Rijkscoördinatieregeling van toepassing op landelijke infrastructuur voor het transport van waterstofgas

Article
NL Law

Waterstofgas zal een belangrijke rol spelen in de energietransitie. Dit vergt een landelijke infrastructuur voor het transport en de opslag van waterstofgas. Om de ontwikkeling van deze landelijke infrastructuur te coördineren, heeft de minister voor Klimaat en Energie op 1 april 2022 besloten de rijkscoördinatieregeling op de daarvoor vereiste besluitvorming van toepassing te verklaren.

Introductie coördinatieregeling

Paragraaf 3.6 Wet ruimtelijke ordening (Wro) regelt de gemeentelijke coördinatieregeling, de provinciale coördinatieregeling (PCR) en de rijkscoördinatieregeling (RCR). De coördinatieregeling is van toepassing indien dat bij besluit van respectievelijk de gemeenteraad (artikel 3.30 lid 1 Wro), provinciale staten (artikel 3.33 lid 1 Wro) of de betrokken minister(s) (artikel 3.35 lid 1 Wro) is bepaald. Een besluit tot toepassing van de PCR of de RCR vergt dat sprake is van respectievelijk een provinciaal of een nationaal belang. Toepassing van de PCR of de RCR leidt ertoe dat gedeputeerde staten, respectievelijk de betrokken minister(s), bevoegd gezag zijn voor de in de coördinatieregeling betrokken planologische besluitvorming (een provinciaal of rijksinpassingsplan of projectbesluit als bedoeld in artikel 2.1 lid 1 aanhef en onder c jo. artikel 2.12 lid 1 aanhef en onder a nummer 3 Wet algemene bepalingen omgevingsrecht (Wabo)).

Gegevensitems -
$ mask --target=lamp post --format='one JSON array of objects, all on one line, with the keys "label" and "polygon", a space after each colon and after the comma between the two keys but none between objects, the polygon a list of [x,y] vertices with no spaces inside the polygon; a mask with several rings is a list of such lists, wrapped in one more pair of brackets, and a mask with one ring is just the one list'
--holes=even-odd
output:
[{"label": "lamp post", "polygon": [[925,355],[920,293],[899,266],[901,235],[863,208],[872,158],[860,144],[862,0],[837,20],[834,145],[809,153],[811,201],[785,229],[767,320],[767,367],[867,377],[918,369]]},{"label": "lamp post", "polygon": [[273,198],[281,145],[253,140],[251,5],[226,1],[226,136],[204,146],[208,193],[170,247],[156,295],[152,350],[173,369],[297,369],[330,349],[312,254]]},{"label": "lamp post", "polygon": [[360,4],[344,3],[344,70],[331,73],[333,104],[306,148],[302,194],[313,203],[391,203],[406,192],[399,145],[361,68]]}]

---

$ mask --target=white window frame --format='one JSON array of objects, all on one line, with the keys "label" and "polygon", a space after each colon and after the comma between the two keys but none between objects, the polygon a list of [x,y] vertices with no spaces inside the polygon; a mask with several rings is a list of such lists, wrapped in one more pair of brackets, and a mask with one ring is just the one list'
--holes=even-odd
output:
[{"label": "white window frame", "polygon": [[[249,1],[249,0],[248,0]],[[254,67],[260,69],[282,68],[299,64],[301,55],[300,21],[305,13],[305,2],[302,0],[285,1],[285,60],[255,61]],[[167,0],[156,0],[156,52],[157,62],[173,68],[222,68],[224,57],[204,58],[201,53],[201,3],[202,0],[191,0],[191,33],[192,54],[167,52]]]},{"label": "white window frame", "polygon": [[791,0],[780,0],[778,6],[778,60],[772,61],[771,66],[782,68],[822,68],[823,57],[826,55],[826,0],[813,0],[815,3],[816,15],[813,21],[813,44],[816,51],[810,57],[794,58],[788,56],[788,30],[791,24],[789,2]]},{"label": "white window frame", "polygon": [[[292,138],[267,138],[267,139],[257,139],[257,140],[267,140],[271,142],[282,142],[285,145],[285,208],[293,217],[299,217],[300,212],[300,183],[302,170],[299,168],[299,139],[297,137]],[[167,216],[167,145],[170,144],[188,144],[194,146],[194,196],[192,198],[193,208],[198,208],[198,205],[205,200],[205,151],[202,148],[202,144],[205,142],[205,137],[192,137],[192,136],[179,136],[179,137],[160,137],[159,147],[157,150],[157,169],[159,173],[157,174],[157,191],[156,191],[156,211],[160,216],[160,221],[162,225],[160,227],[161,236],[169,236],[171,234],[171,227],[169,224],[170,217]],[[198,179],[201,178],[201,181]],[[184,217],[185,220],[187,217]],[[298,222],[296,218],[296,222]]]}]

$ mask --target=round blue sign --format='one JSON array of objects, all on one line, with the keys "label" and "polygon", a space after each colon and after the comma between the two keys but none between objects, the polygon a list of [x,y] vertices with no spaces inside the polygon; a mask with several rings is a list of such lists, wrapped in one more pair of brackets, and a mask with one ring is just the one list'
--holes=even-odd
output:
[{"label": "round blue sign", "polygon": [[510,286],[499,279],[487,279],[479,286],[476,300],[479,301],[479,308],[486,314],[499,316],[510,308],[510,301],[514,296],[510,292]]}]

Opdracht A -
Beantwoord aan de hand van de leestekst over de rijkscoördinatieregeling de volgende vragen, elk op een eigen regel:
(i) Op welke datum besloot de minister voor Klimaat en Energie de rijkscoördinatieregeling van toepassing te verklaren?
(ii) Welke paragraaf van de Wet ruimtelijke ordening regelt de coördinatieregelingen?
(iii) Van welk soort belang moet sprake zijn voor een besluit tot toepassing van de RCR?
Opdracht B - Zet de alinea uit de leestekst over de rijkscoördinatieregeling die begint met "Paragraaf 3.6 Wet ruimtelijke ordening" om in een beknopte opsomming met behoud van de belangrijkste feiten.
Opdracht C - Vervolg de leestekst over de rijkscoördinatieregeling voor waterstoftransport vanaf het punt waar deze ophoudt.

Schriftelijk antwoord A -
(i) Op 1 april 2022.
(ii) Paragraaf 3.6 Wro.
(iii) Van een nationaal belang.

Schriftelijk antwoord B -
- Paragraaf 3.6 Wro regelt drie coördinatieregelingen: de gemeentelijke coördinatieregeling, de provinciale coördinatieregeling (PCR) en de rijkscoördinatieregeling (RCR).
- De regeling is van toepassing als dat bij besluit is bepaald door de gemeenteraad (artikel 3.30 lid 1 Wro), provinciale staten (artikel 3.33 lid 1 Wro) of de betrokken minister(s) (artikel 3.35 lid 1 Wro).
- Toepassing van de PCR vergt een provinciaal belang en toepassing van de RCR een nationaal belang.
- Bij toepassing van de PCR zijn gedeputeerde staten bevoegd gezag en bij toepassing van de RCR de betrokken minister(s). Dat geldt voor de betrokken planologische besluitvorming: een provinciaal of rijksinpassingsplan of een projectbesluit als bedoeld in artikel 2.1 lid 1 onder c jo. artikel 2.12 lid 1 onder a nummer 3 Wabo.

Schriftelijk antwoord C -
De coördinatieregeling kan worden toegepast bij separaat besluit, maar dat kan ook door vaststelling van een gemeentelijke coördinatieverordening (zie bijvoorbeeld de coördinatieverordening van Amsterdam). Daarnaast kan de coördinatieregeling bij wet van toepassing worden verklaard, zie daarover de volgende paragraaf.

Toepassing van de coördinatieregeling op besluitvorming voor een project leidt ertoe dat die besluiten (bijvoorbeeld een bestemmingsplan, een omgevingsvergunning voor bouwen, een omgevingsvergunning voor milieu en een natuurvergunning) gezamenlijk met afdeling 3.4 Algemene wet bestuursrecht (Awb) worden voorbereid. De ontwerpbesluiten worden dan gelijktijdig ter inzage gelegd, waardoor er in één keer op alle gecoördineerde besluiten zienswijzen kunnen worden ingebracht.

Na de vaststelling van de besluiten is beroep mogelijk bij één instantie, namelijk de Afdeling bestuursrechtspraak van de Raad van State (artikel 2 van bijlage 2 bij Algemene wet bestuursrecht). De Afdeling bestuursrechtspraak behandelt de besluiten als één besluit en dient binnen zes maanden na ontvangst van het verweerschrift een besluit te nemen (artikel 8.3 lid 2 Wro). Hierdoor kan er aanzienlijke tijdwinst worden behaald.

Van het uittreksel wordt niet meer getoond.